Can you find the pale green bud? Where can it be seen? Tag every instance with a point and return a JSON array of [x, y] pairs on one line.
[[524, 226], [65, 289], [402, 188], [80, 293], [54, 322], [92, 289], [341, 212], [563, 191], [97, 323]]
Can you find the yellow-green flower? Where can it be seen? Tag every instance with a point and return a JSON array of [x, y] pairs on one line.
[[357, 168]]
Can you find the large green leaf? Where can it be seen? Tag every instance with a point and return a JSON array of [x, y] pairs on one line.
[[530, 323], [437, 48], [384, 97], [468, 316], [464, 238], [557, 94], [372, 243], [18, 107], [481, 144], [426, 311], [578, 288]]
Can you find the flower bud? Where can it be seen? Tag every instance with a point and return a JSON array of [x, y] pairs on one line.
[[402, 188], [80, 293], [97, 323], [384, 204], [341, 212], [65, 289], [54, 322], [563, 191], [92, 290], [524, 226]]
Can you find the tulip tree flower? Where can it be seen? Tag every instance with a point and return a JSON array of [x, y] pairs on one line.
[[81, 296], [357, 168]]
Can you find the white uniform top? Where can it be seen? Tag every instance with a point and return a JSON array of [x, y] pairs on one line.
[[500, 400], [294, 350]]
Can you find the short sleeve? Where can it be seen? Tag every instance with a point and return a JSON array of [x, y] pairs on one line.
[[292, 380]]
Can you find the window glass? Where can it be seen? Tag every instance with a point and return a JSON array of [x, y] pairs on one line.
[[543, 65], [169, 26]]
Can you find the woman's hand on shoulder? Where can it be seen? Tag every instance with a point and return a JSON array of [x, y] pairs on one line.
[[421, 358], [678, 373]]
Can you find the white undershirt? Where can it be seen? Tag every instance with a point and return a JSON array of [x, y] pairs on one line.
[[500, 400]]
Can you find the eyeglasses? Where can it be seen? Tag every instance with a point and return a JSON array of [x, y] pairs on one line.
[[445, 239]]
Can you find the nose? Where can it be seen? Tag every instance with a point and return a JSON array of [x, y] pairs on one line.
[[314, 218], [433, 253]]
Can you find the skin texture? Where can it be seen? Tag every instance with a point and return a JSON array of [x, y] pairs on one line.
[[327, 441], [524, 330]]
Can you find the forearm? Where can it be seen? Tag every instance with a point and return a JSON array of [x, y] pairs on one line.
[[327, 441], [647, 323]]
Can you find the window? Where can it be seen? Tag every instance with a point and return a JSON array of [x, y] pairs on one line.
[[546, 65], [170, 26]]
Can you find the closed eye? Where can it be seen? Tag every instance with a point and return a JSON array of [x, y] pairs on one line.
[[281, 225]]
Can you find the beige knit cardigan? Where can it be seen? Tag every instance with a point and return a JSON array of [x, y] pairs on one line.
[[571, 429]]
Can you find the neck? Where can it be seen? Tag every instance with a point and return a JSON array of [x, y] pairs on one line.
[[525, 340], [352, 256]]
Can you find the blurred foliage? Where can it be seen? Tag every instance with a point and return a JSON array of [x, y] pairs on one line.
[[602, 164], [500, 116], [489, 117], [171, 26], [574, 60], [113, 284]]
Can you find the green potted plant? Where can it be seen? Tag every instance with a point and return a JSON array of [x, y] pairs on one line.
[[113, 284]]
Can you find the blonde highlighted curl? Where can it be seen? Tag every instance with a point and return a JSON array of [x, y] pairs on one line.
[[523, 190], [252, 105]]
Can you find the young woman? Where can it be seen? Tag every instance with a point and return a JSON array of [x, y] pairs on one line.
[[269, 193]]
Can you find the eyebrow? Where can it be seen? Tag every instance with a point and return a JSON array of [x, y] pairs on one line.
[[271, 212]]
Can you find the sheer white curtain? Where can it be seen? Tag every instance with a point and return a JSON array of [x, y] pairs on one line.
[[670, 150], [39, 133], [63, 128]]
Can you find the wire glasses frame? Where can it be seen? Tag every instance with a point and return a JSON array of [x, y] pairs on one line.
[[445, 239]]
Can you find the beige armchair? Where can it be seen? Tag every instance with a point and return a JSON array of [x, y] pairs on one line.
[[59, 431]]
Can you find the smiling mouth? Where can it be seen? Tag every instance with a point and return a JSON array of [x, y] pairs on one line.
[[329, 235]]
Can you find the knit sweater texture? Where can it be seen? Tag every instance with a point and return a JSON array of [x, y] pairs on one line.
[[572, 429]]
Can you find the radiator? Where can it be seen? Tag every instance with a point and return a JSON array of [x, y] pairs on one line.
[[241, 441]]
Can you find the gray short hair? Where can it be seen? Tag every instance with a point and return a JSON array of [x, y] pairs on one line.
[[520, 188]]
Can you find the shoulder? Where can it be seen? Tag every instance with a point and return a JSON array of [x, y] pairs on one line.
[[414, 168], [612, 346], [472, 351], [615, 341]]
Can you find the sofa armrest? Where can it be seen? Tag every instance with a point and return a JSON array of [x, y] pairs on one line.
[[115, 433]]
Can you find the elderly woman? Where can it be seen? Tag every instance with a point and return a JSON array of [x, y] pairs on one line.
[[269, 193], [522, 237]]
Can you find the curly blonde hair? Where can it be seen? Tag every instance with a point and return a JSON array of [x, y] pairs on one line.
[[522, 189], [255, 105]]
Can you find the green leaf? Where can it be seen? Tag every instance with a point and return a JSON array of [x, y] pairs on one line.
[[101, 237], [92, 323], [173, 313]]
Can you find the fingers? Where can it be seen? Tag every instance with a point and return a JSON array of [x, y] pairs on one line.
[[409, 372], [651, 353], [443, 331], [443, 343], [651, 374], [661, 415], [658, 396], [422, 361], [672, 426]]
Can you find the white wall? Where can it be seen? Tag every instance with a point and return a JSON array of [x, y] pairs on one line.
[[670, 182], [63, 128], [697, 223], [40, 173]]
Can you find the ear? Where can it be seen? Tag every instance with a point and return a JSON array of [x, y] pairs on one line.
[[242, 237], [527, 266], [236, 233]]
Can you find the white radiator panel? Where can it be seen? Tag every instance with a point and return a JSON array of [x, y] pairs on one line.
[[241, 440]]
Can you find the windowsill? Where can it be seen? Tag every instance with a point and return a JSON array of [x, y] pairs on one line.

==========

## Stated task
Rewrite all of the rows with every "Tag every instance" replaced by "Mark each occurrence", keeping all else unchanged.

## Reply to the task
Can you find the pale green bud? Where can it be seen? Mark each occurrence with a point and return a JSON array of [x, y] pairs on one line.
[[524, 226], [65, 289], [402, 188], [80, 293], [54, 322], [92, 289], [341, 212], [563, 191], [97, 323]]
Can you find the yellow-green flower? Where can it be seen? Mark each occurrence with a point and return a JSON array of [x, y] pairs on one line.
[[357, 168]]
Can you find the large green leaf? Where can it be seen? Mark each occurrence with a point and return a JSON array of [x, y] pairs on one line.
[[530, 323], [437, 48], [384, 97], [468, 316], [464, 238], [557, 94], [372, 243], [18, 107], [481, 144], [426, 311], [578, 288]]
Can you find the flower bud? Where can it be seen? Mark each occurrence with a point and return a JSON array of [x, y] pairs on one line.
[[402, 188], [80, 293], [97, 323], [384, 204], [341, 212], [65, 289], [54, 322], [563, 191], [92, 290], [524, 226]]
Can you find the tulip tree flower? Where can it be seen? Mark each occurrence with a point and return a JSON array of [x, y] pairs on one line.
[[81, 296], [357, 168]]
Can you find the white uniform top? Where can it be seen? Mark each occurrence with a point and return a JSON array of [x, y] pairs on one line.
[[500, 400], [294, 350]]
Can you find the short sleeve? Where can it be seen? Mark each occurrence with a point and return a JSON array of [x, y] pairs on one line.
[[292, 380]]
Can you find the window glass? Where can it be seen? Mark each occurrence with a point and return a JSON array of [x, y] pairs on one line.
[[543, 65], [169, 26]]
Can you find the woman's hand on shoulder? Where can it be seen? Mark each occurrence with a point and return a JSON array of [x, y] pairs on one line.
[[421, 358], [678, 373]]
Can you find the white undershirt? Where can it be seen? Mark each occurrence with a point and return a JSON array of [x, y] pairs on one line.
[[500, 400]]
Can you find the eyeglasses? Where can it be seen? Mark each occurrence with a point and return a JSON array of [x, y] pairs on one line.
[[445, 239]]
Can you find the nose? Where can it be seen? Mark each occurrence with a point and return a JSON array of [x, y] pairs on one line.
[[314, 218], [433, 253]]
Can you find the skin texture? Where can it be seen? Mark each occurrence with a point and return a JSON array of [x, y] pairs on one line.
[[327, 441], [524, 330]]
Can you find the forearm? Where can it be seen? Mark each occurrence with a point and return a JSON array of [x, y] pairs on one line.
[[327, 441], [647, 323]]
Can you find the window? Where can it be seen? Mark each occurrence with a point and return a JSON array of [x, y] pairs on one line.
[[546, 65], [170, 26]]
Can you find the closed eye? Where can it be seen? Mark each occurrence with a point and return a JSON array of [x, y] pairs on one line.
[[281, 225]]
Can you find the beige knit cardigan? Where can it be seen? Mark each occurrence with a point and return a JSON array of [x, y] pairs on one line.
[[571, 429]]
Can you find the neck? Where can it be seen? Mark each occurrence with a point and return a JSON array of [x, y] pairs on one line.
[[525, 340], [352, 256]]
Can you find the blurred foliage? Where can it be seen? Mark each occurrence with a point and return a JSON array of [x, y] pairs on one line.
[[602, 164], [500, 116], [489, 117], [171, 26], [574, 60], [113, 284]]
Can you find the green potted plant? Where can it be seen? Mark each occurrence with a point and return a JSON array of [x, y] pairs on one line.
[[113, 284]]
Can you find the blonde highlighted curl? Where can it be seen? Mark each occurrence with a point and return a JSON array of [x, y] pairs on one line.
[[523, 190], [252, 105]]
Can you find the young woman? Where can it be seen? Mark each occurrence with a point and return a JSON array of [x, y] pairs on one line.
[[269, 193]]
Can you find the eyebrow? Where can it be seen? Mark each occurrence with a point and return a JSON array of [x, y] pairs on one line.
[[271, 212]]
Can you find the sheer white curtain? Where can it be seen? Mark each occurrence with a point and return a JSON array of [x, y] pairs on one line.
[[670, 150], [39, 133], [63, 128]]
Can you find the wire glasses frame? Where can it be seen? Mark each occurrence with a point and return a JSON array of [x, y] pairs on one line.
[[445, 239]]
Can you find the beige armchair? Where can it be seen? Mark each occurrence with a point and return a JSON array of [x, y] pairs on one line.
[[59, 431]]
Can you find the smiling mouth? Where can it be seen? Mark each occurrence with a point and return a JSON array of [x, y] pairs on one line.
[[329, 235]]
Can you find the knit sweater texture? Where can it be seen? Mark each occurrence with a point and return a JSON array of [x, y] pairs on one line.
[[572, 429]]
Can you find the radiator? Where can it be seen? Mark each occurrence with a point and return a JSON array of [x, y] pairs on one line.
[[241, 441]]
Can you find the gray short hair? Where can it be seen? Mark each occurrence with a point and return a JSON array of [x, y] pairs on one line.
[[520, 188]]
Can you find the shoulder? Where can it be seen? Mark each occurrence with a point and return a JSON array of [x, y] pairs on one line.
[[414, 168], [612, 346], [472, 351], [615, 341]]
Can you find the sofa armrest? Where can it be seen? Mark each occurrence with a point and return a JSON array of [x, y] pairs on one line.
[[115, 433]]
Can you find the elderly woman? Where can it be seen? Mark each occurrence with a point and return a JSON array of [x, y] pairs on one line.
[[269, 193], [522, 237]]
Can you find the curly blonde hair? Where can it be seen? Mark each occurrence with a point and return a JSON array of [x, y] pairs on one line.
[[522, 189], [255, 105]]
Can you find the green leaf? Where can it be seen? Mark each occurrence with a point and return a JSON array of [x, y] pairs on one line.
[[101, 237], [92, 323], [173, 313]]
Can you find the fingers? Where can it be seen? Mark each occurrence with a point and return a JSON array of [x, y] pairs on one line.
[[409, 372], [651, 353], [443, 331], [443, 343], [651, 374], [661, 415], [658, 396], [422, 361], [672, 426]]
Can you find the white wall? Where can it be seen? Mark each occurrence with a point and return a JSON array of [x, y] pairs on one line.
[[670, 182], [63, 128], [697, 223], [40, 173]]
Can you find the ear? Where can it be seen? Mark each occurrence with a point and return a JSON array of [x, y] pairs on one line.
[[242, 237], [527, 266], [236, 233]]
Can you find the white radiator panel? Where can it be seen? Mark each occurrence with a point and return a JSON array of [x, y] pairs on one line.
[[241, 440]]
Can you find the windowsill? Where can it be seen? Mark each occurrence with a point and return a JSON array of [x, y] pairs on one line.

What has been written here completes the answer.